Subject: States Do Have Power
And in the period 2021-2025, Republicans proved that in Florida and Texas.
This simply takes a cue from them and builds on it.
Courts can issue orders, but court orders are just paper without enforcement mechanisms. States need leverage, not just legal arguments.
The anti-commandeering doctrine, confirmed in Printz v. United States, holds that the federal government cannot force states to administer federal programs. This means States participate in exchange for federal funding. When that funding stops illegally, the basis for cooperation disappears.
1. Hold Federal Tax Payments in Escrow
States and cities process billions in federal tax payments from their employees. These payments flow to Washington automatically, but automatic is not mandatory. States could hold these funds until the federal government certifies it has met its own obligations. No constitutional provision requires states to immediately forward federal taxes while waiting months for entitled federal payments. Make this an interstate compact for even more power.
2. Charge Federal Facilities Market Rates for Everything
Every military base and federal building depends on state-funded infrastructure. Roads, snow removal, emergency services. States have traditionally absorbed these costs. Tradition is not law. When a military base calls for emergency services, bill them at market rates. The Pentagon's budget assumes free state services. That assumption is optional.
3. Apply Federal Standards to Federal Payments
When states request entitled funds, they face months of documentation requirements and delays. States can apply the same standards to federal tax transfers. Every payment can require comprehensive documentation, multi-level review, accuracy verification. If processing a federal grant takes 18 months, processing federal tax transfers can take 18 months too.
4. Form an Interstate Compact for Fiscal Fairness
The Constitution explicitly allows interstate compacts. Donor states could establish uniform procedures for federal payment processing during funding disputes. Individual states invite retaliation. Ten states acting together change the conversation. New York, Connecticut, New Jersey, California, and Massachusetts synchronizing escrow requirements would create immediate pressure.
5. Convert Every State Service to Fee-for-Service
Road maintenance to federal facilities? Calculate actual costs per mile. Water and sewer connections to federal buildings? Full municipal rates, no subsidies. State police responding to federal property? Invoice for each call. Environmental monitoring around military bases? Hourly billing for state inspectors. The federal government assumes these services are free. They're subsidized and subsidies can end.

GIVEN TASK A — Reproduce the passage on state fiscal leverage word for word, from "Subject: States Do" to "just legal arguments.".
The passage on state fiscal leverage and the entries that come after it are unrelated material.

(Point annotation data)
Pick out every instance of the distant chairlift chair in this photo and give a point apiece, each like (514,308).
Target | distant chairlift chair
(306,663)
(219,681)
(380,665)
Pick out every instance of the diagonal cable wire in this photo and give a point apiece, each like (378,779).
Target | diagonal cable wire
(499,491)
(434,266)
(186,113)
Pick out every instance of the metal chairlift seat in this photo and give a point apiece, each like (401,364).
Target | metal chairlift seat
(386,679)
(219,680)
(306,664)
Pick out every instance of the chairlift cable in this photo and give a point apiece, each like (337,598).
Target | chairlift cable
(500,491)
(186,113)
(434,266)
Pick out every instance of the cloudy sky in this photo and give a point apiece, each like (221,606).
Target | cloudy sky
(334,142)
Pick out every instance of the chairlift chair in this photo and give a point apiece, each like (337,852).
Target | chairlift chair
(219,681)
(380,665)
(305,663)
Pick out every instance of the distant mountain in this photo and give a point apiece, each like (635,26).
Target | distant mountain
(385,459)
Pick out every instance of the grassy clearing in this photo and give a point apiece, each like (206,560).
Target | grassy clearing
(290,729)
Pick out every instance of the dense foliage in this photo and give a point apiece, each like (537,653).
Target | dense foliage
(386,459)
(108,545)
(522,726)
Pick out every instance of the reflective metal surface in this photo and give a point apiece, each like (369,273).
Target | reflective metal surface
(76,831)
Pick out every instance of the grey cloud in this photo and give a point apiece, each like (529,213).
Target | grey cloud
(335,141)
--
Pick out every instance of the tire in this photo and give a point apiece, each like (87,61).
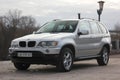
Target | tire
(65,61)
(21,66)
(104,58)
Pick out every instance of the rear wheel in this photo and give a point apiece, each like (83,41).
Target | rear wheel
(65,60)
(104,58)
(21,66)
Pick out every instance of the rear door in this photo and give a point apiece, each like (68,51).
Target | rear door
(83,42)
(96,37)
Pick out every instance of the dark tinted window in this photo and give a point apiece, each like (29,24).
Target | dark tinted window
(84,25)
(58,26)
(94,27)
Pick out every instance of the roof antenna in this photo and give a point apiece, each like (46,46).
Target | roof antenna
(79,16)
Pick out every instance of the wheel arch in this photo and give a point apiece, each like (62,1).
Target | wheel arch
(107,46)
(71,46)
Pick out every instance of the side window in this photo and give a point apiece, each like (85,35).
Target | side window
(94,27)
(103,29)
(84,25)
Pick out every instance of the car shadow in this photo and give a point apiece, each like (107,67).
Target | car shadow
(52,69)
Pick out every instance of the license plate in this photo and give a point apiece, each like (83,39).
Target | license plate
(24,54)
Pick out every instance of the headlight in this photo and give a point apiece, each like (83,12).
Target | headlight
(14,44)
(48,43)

GIVEN TASK B — Pull out each line of the entries that contains the string "grey", matching case exactly.

CORRECT ANSWER A —
Subject: States Do Have Power
And in the period 2021-2025, Republicans proved that in Florida and Texas.
This simply takes a cue from them and builds on it.
Courts can issue orders, but court orders are just paper without enforcement mechanisms. States need leverage, not just legal arguments.

CORRECT ANSWER B —
Pick out every instance of the grey cloud in this photo and give a point apiece, each like (529,213).
Target | grey cloud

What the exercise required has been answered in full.